_What the task asks_
What are the lines, written out exactly, from the one containing "Put a dot on each instance of the dirt" to the end of the entries below? Include both ends and nothing more.

[Collected data entries]
-- -- --

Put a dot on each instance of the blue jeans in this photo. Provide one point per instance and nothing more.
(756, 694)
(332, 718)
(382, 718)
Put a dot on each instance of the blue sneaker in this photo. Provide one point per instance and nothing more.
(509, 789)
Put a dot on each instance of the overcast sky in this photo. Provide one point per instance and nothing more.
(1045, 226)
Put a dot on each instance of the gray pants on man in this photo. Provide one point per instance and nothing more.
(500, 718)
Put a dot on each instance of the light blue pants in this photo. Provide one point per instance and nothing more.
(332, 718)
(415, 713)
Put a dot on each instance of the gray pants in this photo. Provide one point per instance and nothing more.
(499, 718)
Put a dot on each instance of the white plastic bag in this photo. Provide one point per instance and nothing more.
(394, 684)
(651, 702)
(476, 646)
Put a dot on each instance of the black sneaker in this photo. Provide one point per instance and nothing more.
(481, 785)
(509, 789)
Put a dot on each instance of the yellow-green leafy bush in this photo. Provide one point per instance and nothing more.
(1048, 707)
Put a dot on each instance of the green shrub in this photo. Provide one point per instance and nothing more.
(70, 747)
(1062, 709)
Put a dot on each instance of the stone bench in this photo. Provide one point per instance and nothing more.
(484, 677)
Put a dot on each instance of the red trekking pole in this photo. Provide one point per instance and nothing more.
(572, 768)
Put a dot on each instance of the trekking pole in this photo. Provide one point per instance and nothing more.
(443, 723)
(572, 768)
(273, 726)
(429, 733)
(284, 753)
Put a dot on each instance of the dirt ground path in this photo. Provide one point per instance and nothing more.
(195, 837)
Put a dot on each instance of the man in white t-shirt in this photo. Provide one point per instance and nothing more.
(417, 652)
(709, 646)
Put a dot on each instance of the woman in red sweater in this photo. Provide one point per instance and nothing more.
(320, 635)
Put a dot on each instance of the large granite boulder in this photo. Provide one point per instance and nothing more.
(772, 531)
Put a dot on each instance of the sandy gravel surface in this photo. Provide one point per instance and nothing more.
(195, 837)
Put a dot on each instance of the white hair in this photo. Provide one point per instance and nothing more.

-- -- --

_Result for this task_
Put a dot on each instance of the dirt ground path in this photo. Provide one point per instance and nothing more.
(195, 837)
Put a dot on each instance of the man in white t-shirt in this photo. Provide one point per instance and nothing more.
(417, 652)
(709, 646)
Put a dot on each instance of the woman in red sweater in this photo. Provide one point per instance and nothing more.
(320, 635)
Put a dot on each instance of the large granite boulder in this photo. Provide one point per instance and nothing more.
(772, 531)
Put a dot on each instance of the sandy gravel surface in this photo. Provide one point per instance and nothing more.
(195, 837)
Put a dot on each instance of the white hair in this photo. Provide one point per instance and nothing more.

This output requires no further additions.